**Stated exercise 1:** Rewrite everything in the coastal defense text from "Strengths: Gabions and" down to "the water flow.", putting "masonry" in place of "concrete".
**Stated exercise 2:**
Answer these questions using the coastal defense text.
(a) Where are gabions placed?
(b) What happens over time to the beach in front of a revetment?
(c) What kind of walls are groynes?

**Page text:**
[BEGIN]
Weaknesses: A revetment will fix the location of the coastline, but it will not arrest the ongoing erosion in the coastal profile, and the beach in front of the revetment will gradually disappear. A revetment, like a seawall, will decrease the release of sediments from the section it protects, for which reason it will have a negative impact on the sediment budget along adjacent shorelines.
Gabions
Aims: Gabions are quite simply bundles of rocks in a metal mesh. They’re placed at the base of a cliff in an attempt to reduce the impact of waves on the cliff and prevent the cliff from being undercut. They’re not particularly effective and they’re quite unsightly but they’re sure as hell cheap.
Strengths: Gabions and Renos have an advantage over traditional construction materials such as concrete because they are extremely strong and will not be washed away while at the same time being flexible enough to conform to ground movement. They are an ideal solution to flood control as they help dissipate and slow the water flow.
- Use of smaller rocks gives greater flexibility in design
- Less easy to erode
- Can use local beach material to reduce visual impact
Weaknesses:
- Unnatural appearance
- Unpleasant if mesh breaks - risk of injury
- Shorter lifespan than other techniques
- Ongoing maintenance costs
Groynes
Aims: Groynes are relatively soft hard engineering techniques. They’re low lying wooden walls that extend out to sea. The idea of groynes is to capture sand that moves down the beach via longshore drift and help build up a larger section of beach in front of an area that’s experiencing coastal erosion. The new beach will increase the distance that waves have to travel to reach the coast and, in the process, they’ll lose most of their energy, reducing their impact.
[END]
[Entries from a dataset]
[BEGIN]
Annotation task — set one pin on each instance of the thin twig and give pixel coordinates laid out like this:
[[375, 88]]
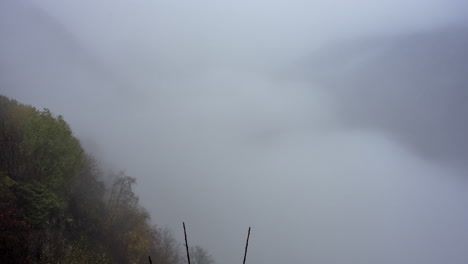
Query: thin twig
[[186, 243], [246, 245]]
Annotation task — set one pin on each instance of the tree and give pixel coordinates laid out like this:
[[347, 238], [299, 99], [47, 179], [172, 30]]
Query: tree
[[200, 256]]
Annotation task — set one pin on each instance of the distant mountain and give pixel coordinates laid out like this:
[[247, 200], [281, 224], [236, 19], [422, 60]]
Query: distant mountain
[[42, 58], [413, 86]]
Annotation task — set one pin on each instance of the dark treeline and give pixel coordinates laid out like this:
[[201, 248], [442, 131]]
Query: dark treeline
[[55, 206]]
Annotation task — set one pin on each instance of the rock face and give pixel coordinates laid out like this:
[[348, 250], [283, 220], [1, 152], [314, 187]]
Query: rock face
[[415, 87]]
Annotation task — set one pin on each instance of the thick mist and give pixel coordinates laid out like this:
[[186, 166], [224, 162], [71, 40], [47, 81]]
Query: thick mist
[[335, 129]]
[END]
**Exercise result 1:**
Strengths: Gabions and Renos have an advantage over traditional construction materials such as masonry because they are extremely strong and will not be washed away while at the same time being flexible enough to conform to ground movement. They are an ideal solution to flood control as they help dissipate and slow the water flow.

**Exercise result 2:**
(a) At the base of a cliff.
(b) It gradually disappears.
(c) Low-lying wooden walls that extend out to sea.